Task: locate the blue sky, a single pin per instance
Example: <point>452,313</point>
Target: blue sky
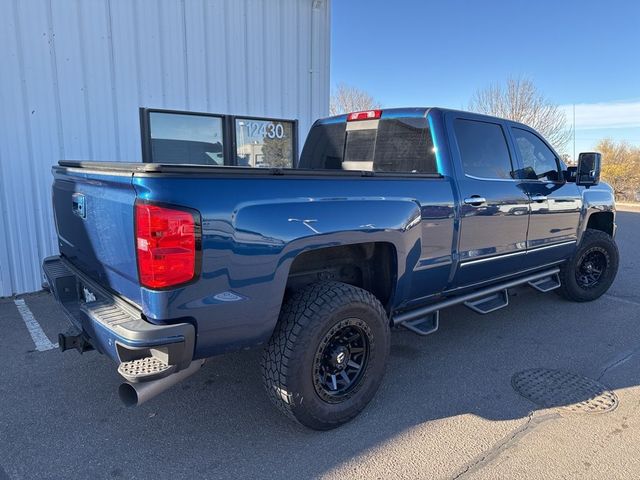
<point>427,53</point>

++++

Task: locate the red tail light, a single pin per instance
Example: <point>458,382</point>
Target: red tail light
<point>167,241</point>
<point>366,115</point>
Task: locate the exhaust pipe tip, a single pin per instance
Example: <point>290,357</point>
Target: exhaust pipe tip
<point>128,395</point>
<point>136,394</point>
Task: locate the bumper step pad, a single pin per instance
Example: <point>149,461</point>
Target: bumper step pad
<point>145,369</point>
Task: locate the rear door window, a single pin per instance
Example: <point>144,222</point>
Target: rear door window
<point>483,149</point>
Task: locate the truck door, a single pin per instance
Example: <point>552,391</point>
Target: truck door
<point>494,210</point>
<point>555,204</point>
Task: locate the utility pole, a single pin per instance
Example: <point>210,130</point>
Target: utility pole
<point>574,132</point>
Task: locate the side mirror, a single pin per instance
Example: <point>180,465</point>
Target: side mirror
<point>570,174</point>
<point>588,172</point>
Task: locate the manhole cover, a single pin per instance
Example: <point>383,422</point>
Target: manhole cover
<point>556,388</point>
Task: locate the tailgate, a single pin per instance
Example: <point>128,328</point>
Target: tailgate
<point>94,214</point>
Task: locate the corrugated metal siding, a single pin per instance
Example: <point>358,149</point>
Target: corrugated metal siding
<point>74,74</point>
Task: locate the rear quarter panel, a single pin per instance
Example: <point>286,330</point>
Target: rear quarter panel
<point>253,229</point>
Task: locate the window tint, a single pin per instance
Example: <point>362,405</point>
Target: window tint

++++

» **Exercise goal**
Copy whichever lines above contain the string "tint".

» **Solution**
Task: locate the window tint, a single pin per instance
Target: window tint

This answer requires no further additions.